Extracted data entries
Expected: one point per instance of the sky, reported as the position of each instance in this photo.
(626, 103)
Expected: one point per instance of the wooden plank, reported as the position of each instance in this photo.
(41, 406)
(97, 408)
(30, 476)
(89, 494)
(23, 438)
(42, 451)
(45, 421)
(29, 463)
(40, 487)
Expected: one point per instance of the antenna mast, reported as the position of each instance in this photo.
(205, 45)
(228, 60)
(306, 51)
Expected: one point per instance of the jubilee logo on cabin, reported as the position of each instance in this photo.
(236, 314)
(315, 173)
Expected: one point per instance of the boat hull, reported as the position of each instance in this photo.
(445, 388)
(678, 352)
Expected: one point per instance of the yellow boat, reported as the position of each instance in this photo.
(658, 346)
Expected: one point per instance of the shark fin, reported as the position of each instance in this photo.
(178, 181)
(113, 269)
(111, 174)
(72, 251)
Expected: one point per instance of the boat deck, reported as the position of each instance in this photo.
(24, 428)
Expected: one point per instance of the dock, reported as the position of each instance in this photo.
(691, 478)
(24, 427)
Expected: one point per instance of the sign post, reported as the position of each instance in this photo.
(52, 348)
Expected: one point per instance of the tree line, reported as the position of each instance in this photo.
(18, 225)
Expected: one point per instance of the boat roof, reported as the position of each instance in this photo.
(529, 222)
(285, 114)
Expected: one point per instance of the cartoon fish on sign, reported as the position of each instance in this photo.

• [WHAT YOU HAVE TO DO]:
Print every one of the records above verbatim, with nothing left out or changed.

• [EXERCISE ANSWER]:
Expected: one point per instance of the sky, reported as the position of each instance in this photo.
(626, 103)
Expected: one point per instance of the wooden plank, reported as the position of each instance in this photo.
(41, 406)
(97, 408)
(30, 476)
(89, 494)
(23, 438)
(42, 451)
(45, 421)
(29, 463)
(40, 487)
Expected: one point per instance of the antenna mast, reported as the position of each instance in this photo.
(205, 45)
(228, 60)
(306, 51)
Expected: one point per instance of the jubilee logo on cabin, reported as the position of each instance in this photo.
(236, 314)
(315, 173)
Expected: one point per instance of the boat hull, reported as the position of each instance in this photo.
(445, 388)
(678, 352)
Expected: one point per instance of the yellow boat, reported as the position of each instance in this photo.
(658, 346)
Expected: one point per instance of the shark fin, reported as the position of each instance in this photo.
(178, 181)
(113, 269)
(111, 174)
(72, 251)
Expected: one point per instance of the boat deck, reported as the position of each instance in this photo.
(24, 428)
Expected: one point per instance of the dock, reported as the position of each instance in this photo.
(691, 478)
(24, 427)
Expected: one point per instance of the sign post, reported as the position of each instance in this photo.
(52, 348)
Expected: one point per instance of the tree line, reported as the position of each instance in this photo.
(18, 225)
Expected: one point per instance of the boat roof, reported as the position of each instance in this photo.
(529, 222)
(285, 114)
Expected: one point per instance of the cartoon fish on sign, reported as the position of each instance in this photo.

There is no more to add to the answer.